### Teks Dokumen
^^^^^^^^^^^^^^^^

Sejarah kelahiran dan berkembangnya koperasi di negara maju (barat) dan negara berkembang memang sangat diametral. Di barat koperasi lahir sebagai gerakan untuk melawan ketidakadilan pasar, oleh karena itu koperasi tumbuh dan berkembang dalam suasana persaingan pasar. Bahkan dengan kekuatannya itu koperasi meraih posisi tawar dan kedudukan penting dalam konstelasi kebijakan ekonomi termasuk dalam perundingan internasional. Peraturan perundangan yang mengatur koperasi tumbuh kemudian sebagai tuntutan masyarakat koperasi dalam rangka melindungi dirinya. Di negara berkembang koperasi dirasa perlu dihadirkan dalam kerangka membangun institusi yang dapat menjadi mitra negara dalam menggerakkan pembangunan untuk mencapai kesejahteraan masyarakat. Oleh karena itu kesadaran antara kesamaan dan kemuliaan tujuan negara dan gerakan koperasi dalam memperjuangkan peningkatan kesejahteraan masyarakat ditonjolkan di negara berkembang, baik oleh pemerintah kolonial maupun pemerintahan bangsa sendiri setelah kemerdekaan. Berbagai peraturan perundangan yang mengatur koperasi dilahirkan dengan maksud mempercepat pengenalan koperasi dan memberikan arah bagi pengembangan koperasi serta dukungan/perlindungan yang diperlukan.

^^^^^^^^^^^^^^^^

### Bagian Data
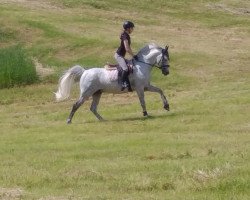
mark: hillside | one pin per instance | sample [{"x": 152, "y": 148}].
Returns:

^^^^^^^^^^^^^^^^

### Petunjuk Tugas
Sambung teks tentang sejarah koperasi di negara maju dan negara berkembang, mulai tepat setelah kalimat terakhirnya. Baris-baris data merupakan bahan tersendiri, terpisah dari teks tentang sejarah koperasi.

### Hasil Tugas
Di Indonesia pengenalan koperasi memang dilakukan oleh pemerintah, bahkan sejak pemerintahan penjajahan Belanda telah mulai diperkenalkan. Gerakan koperasi sendiri mendeklarasikan sebagai suatu gerakan sudah dimulai sejak tanggal 12 Juli 1947 melalui Kongres Koperasi di Tasikmalaya. Pengalaman di tanah air kita lebih unik karena koperasi yang pernah lahir dan telah tumbuh secara alami di jaman penjajahan, kemudian setelah kemerdekaan diperbaharui dan diberikan kedudukan yang sangat tinggi dalam penjelasan undang-undang dasar.
Shankar et al., (2002) menjelaskan bahwa secara khusus pemerintah memerankan fungsi “regulatory” dan “development” secara sekaligus, dimana ciri utama perkembangan koperasi di Indonesia adalah dengan pola penitipan kepada program yaitu: (1) Program pembangunan secara sektoral seperti koperasi pertanian, koperasi desa, KUD; (2) Lembaga-lembaga pemerintah dalam koperasi pegawai negeri dan koperasi fungsional lainnya; dan (3) Perusahaan baik milik negara maupun swasta dalam koperasi karyawan. Sebagai akibatnya prakarsa masyarakat luas kurang berkembang dan kalau ada tidak diberikan tempat semestinya.
Menurut Sharma (Noer Soetrisno, 2001), selama ini “koperasi” dikembangkan dengan dukungan pemerintah dengan basis sektor-sektor primer dan distribusi yang memberikan lapangan kerja terbesar ba­gi penduduk Indonesia. Contoh sebagian besar KUD sebagai koperasi program di sektor pertanian di dukung dengan program pem­bangunan untuk membangun KUD. Di sisi lain pemerintah memanfaatkan KUD untuk mendukung program pembangunan pertanian untuk swasembada beras seperti yang se­lama PJP I. Bahkan koperasi secara eksplisit ditugasi melanjutkan program yang kurang berhasil ditangani langsung oleh pemerintah bahkan bank pemerintah, seperti penyaluran kredit BIMAS menjadi KUT, pola pengadaan beras pemerintah dan lain-lain, sehingga nasib koperasi harus memikul beban kegagalan program, sementara koperasi yang berswadaya praktis tersisihkan dari perhatian berbagai kalangan termasuk para peneliti dan media masa.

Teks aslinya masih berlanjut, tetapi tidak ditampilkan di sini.